**** EXCERPTED TEXT

South Bank, Middlesbrough born left back Ted Catlin played youth football with Middlesbrough Schools and his local junior club South Bank in 1929 before signing for League Champions Sheffield Wednesday in 1930. He made his Football League debut for The Owls in a 4-0 win over Leicester City on 28th March 1931, but that was his only appearance that season and it was some time before Catlin became a regular in the side being kept out by England international left back Ernie Blenkinsop. He played 19 games in 1932-33 and then 18 games in the 1933-34 season, becoming Wednesday’s regular left back when Blenkinsop was surprisingly transferred to Liverpool in April 1934. Many Wednesday supporters were angered by the sale of Blenkinsop, however Catlin proved to be a more than adequate replacement.
In the 1934-35 season Catlin played in all six FA Cup ties as Wednesday lifted the FA Cup beating West Bromwich Albion in the Final at Wembley in a season they also finished third in the League. He was also a member of the Wednesday side which won the Charity Shield at the start of the following season with a 1-0 win over Arsenal at Highbury in October 1935.

********
**** INPUT DATA

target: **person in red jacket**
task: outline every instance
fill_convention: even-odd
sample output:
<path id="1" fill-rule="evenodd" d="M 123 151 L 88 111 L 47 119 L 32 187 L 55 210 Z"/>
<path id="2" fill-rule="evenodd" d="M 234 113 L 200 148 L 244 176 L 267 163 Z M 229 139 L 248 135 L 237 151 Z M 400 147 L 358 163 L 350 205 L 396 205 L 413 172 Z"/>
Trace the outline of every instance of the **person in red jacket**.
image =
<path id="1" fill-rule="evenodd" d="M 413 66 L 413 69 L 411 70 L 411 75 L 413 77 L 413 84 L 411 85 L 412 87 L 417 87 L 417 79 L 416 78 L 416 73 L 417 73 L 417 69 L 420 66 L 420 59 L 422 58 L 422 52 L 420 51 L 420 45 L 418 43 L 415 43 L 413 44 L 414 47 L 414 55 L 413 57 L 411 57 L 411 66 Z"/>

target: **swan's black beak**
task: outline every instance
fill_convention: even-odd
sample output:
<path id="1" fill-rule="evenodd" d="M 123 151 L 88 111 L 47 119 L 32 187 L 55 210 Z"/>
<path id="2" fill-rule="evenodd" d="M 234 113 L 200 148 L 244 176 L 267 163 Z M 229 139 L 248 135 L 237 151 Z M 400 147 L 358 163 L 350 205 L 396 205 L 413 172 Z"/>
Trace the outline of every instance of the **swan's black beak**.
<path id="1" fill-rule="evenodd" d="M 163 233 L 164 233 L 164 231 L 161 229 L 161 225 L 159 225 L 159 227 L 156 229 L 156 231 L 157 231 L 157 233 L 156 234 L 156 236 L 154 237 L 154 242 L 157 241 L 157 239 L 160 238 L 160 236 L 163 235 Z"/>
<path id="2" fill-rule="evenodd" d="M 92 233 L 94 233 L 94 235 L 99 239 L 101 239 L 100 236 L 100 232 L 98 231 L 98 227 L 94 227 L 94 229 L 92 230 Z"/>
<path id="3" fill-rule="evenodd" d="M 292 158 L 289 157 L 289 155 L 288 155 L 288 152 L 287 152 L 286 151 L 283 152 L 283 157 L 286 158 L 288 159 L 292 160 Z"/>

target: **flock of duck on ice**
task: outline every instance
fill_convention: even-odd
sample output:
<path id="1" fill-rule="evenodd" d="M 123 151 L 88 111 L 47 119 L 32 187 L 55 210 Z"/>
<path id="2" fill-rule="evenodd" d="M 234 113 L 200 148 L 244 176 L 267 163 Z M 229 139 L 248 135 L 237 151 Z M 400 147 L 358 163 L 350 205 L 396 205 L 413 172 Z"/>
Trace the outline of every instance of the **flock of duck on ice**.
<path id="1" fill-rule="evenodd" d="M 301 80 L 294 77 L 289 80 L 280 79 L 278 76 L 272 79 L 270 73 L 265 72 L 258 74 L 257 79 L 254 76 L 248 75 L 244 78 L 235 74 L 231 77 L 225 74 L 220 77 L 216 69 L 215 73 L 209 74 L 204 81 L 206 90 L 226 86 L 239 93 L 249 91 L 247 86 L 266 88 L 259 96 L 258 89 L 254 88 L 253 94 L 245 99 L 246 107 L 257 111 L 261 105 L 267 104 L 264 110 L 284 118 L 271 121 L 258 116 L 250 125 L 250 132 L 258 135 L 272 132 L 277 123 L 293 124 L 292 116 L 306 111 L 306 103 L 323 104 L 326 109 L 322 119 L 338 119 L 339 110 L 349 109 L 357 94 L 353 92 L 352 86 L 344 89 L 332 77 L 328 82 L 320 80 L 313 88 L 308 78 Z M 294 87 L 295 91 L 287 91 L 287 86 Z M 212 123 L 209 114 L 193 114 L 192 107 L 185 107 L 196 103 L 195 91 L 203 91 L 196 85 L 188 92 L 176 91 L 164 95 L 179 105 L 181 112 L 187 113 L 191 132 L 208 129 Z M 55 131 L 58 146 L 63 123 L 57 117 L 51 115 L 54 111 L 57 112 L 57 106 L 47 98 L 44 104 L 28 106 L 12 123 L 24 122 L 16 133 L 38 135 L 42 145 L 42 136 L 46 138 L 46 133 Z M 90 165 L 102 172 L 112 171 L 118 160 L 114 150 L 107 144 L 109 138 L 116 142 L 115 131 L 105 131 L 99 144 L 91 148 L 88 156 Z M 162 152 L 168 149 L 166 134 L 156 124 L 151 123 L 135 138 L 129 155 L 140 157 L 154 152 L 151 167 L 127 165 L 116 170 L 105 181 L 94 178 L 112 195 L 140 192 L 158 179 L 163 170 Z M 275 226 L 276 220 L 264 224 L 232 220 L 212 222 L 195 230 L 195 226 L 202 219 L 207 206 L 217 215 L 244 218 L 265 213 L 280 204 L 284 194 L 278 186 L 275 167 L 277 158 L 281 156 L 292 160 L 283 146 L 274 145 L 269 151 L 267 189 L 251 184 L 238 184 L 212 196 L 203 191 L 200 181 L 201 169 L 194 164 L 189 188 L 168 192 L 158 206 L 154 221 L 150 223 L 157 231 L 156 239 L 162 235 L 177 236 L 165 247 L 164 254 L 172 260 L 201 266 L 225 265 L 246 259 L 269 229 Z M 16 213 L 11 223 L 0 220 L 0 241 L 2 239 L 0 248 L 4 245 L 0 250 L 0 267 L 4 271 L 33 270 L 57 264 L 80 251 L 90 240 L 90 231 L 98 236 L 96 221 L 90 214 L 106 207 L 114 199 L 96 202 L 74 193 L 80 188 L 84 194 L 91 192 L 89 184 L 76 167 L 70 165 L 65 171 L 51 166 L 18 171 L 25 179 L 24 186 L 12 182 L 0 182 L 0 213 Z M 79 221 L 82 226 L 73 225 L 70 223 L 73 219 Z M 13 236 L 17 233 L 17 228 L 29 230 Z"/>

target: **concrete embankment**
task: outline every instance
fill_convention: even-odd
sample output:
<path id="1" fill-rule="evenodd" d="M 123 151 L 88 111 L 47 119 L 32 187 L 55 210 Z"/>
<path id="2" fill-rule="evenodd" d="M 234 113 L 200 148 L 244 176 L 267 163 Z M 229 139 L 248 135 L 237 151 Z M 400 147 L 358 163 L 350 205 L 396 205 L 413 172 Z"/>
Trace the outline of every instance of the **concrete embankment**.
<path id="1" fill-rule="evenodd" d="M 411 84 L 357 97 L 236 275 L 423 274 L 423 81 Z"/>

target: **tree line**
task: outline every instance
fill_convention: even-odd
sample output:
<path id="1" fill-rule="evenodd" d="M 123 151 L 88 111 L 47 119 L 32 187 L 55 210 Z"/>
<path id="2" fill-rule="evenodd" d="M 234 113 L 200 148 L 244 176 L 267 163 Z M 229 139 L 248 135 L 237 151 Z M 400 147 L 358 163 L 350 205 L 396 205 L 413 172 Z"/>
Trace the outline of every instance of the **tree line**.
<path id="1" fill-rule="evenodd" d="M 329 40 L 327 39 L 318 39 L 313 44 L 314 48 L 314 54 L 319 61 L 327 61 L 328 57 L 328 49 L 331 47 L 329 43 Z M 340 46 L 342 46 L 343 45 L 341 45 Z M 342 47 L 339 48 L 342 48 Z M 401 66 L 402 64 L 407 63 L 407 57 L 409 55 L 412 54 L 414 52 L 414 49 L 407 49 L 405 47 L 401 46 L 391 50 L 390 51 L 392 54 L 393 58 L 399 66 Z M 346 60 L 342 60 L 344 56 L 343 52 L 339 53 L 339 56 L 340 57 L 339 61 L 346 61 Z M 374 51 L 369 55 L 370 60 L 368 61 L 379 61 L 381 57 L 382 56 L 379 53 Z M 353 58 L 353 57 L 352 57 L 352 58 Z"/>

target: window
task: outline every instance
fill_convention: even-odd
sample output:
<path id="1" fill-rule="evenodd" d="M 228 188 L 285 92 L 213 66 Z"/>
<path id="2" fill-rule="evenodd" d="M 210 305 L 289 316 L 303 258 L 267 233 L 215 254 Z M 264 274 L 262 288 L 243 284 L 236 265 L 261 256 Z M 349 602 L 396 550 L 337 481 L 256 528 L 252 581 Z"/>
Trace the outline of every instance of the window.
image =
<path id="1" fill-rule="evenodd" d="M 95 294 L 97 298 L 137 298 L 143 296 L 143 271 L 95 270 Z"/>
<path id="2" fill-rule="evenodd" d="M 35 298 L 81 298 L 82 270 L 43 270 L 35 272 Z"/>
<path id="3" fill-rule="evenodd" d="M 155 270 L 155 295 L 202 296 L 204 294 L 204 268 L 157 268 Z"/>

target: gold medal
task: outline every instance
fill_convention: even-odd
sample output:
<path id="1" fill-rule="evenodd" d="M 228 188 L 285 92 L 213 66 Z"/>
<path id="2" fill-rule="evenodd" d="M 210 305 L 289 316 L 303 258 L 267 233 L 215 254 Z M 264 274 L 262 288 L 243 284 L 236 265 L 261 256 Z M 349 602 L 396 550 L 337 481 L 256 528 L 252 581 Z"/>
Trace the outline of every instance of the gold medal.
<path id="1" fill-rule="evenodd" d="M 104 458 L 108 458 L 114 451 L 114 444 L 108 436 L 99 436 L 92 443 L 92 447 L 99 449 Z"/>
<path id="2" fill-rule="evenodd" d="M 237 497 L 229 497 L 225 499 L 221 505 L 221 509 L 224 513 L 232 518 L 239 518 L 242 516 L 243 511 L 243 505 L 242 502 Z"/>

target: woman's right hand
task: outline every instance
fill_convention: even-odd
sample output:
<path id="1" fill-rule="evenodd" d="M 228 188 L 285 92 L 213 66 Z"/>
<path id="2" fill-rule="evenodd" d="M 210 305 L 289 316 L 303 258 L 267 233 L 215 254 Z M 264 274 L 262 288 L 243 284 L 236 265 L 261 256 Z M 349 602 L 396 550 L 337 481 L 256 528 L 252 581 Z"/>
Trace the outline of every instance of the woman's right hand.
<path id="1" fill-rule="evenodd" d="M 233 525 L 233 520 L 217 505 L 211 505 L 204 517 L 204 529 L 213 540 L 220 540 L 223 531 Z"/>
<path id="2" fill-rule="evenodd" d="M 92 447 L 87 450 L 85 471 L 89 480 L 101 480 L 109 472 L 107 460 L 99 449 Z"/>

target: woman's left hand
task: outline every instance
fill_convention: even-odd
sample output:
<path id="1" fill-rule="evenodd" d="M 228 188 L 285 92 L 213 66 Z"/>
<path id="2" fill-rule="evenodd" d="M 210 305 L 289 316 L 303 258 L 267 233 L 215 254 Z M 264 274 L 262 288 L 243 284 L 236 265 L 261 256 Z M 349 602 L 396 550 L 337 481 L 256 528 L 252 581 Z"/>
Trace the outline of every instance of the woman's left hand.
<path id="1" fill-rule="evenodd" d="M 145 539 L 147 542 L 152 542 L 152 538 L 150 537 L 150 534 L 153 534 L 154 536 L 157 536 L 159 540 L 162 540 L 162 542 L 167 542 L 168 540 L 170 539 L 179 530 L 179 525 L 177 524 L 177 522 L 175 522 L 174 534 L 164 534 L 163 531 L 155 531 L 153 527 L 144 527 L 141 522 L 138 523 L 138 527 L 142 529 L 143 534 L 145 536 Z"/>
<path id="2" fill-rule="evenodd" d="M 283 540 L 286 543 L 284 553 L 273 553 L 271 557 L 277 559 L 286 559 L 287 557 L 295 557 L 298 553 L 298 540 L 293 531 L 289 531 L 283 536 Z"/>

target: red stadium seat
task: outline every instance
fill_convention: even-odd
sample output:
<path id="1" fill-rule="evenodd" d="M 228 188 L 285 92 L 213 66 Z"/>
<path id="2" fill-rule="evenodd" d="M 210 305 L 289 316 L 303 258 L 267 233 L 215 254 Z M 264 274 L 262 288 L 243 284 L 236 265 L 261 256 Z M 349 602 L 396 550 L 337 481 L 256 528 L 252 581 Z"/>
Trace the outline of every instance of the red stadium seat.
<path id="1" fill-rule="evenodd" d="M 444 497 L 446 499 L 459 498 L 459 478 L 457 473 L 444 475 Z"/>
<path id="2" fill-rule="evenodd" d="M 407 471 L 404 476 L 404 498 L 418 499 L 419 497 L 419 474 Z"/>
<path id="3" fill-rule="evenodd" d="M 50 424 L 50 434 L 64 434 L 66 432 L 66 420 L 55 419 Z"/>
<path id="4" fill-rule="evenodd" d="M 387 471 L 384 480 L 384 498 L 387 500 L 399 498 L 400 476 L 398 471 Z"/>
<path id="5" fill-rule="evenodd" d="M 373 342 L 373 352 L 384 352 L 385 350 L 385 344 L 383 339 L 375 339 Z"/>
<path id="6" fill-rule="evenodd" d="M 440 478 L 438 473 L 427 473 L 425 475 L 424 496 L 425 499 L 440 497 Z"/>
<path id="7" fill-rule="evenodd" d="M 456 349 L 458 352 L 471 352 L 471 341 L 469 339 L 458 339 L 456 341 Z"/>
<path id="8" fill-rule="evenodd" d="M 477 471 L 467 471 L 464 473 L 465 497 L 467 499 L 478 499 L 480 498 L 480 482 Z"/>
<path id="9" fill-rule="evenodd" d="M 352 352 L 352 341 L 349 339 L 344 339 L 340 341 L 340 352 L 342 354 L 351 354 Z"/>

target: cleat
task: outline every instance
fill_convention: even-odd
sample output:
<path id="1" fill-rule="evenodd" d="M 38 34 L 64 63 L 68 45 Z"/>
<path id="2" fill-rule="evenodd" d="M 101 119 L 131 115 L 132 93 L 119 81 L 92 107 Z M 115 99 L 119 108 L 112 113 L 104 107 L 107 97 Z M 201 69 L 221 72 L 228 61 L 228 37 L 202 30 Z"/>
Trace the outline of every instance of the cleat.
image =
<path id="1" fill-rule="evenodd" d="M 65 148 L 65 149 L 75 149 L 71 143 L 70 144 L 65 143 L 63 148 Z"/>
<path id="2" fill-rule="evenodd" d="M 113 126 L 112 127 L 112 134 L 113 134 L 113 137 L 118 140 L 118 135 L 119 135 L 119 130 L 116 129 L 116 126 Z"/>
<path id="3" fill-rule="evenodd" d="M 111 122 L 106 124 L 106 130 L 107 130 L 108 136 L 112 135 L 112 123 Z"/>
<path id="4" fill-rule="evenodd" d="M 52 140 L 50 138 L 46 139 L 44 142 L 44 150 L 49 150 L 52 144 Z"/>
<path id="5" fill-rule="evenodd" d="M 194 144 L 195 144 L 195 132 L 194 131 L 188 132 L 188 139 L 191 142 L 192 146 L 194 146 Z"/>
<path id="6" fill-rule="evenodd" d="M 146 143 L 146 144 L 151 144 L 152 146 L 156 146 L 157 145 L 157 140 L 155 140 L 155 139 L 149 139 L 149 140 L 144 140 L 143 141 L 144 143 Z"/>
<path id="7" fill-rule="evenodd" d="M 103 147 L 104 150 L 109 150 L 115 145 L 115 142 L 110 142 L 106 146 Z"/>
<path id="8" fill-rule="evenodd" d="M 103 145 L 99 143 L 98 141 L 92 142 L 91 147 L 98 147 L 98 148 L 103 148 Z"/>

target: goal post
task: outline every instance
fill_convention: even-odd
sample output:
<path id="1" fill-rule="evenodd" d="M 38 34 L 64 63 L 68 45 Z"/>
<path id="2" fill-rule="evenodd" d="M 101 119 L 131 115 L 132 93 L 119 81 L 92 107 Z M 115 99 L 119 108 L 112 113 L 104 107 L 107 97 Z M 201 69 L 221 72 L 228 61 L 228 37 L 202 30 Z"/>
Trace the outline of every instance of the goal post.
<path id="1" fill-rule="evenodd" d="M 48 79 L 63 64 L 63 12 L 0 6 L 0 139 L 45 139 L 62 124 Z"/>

********

APPLY WHAT YOU READ |
a. According to the passage on Ted Catlin, which team did Wednesday beat in his Football League debut?
b. Carry on the account of Ted Catlin's career from where it stops.

RESULTS FOR EACH TASK |
a. Leicester City, 4-0.

b.
Catlin’s good form led to five England caps in the 1936-37 season, making his debut in a 2-1 defeat against Wales at Ninian Park, Cardiff on 17th October 1936 followed by matches against Ireland, Hungary, Norway and finally Sweden in Stockholm on 17th May 1937. During that time he also played for the Football League in a 2-0 win over The Scottish League at Goodison Park in October 1936 and in an international trial for the Probables against the Possibles at Burnley in March 1937; fellow Wednesday player Jackie Robinson was playing for the Possibles.
Catlin lived in Wadsley Lane at Wadsley during his time as a Wednesday player and was a close neighbour of Roy Hattersley, Hattersley remembers Catlin in his autobiography, “A Yorkshire Boyhood”, saying “Mr. Catlin, in his time the best left back in England, would sit on the wall at the end of his front garden, and I used to see him dangling his famous feet on the pavement almost every time I was taken to the Wisewood Co-Op.”
Sheffield Wednesday were relegated to Division Two at the end of the 1936-37 season, despite talk of a possible transfer he stayed with Wednesday. However he lost his England place to Eddie Hapgood and never played for the national side again. Catlin had a lucky escape just before Christmas 1938 when the car he was travelling in along with fellow player Bill Fallon skidded in snow at Wadsley Bridge and hit a telegraph pole. Both players went to hospital and were out of the team for several weeks.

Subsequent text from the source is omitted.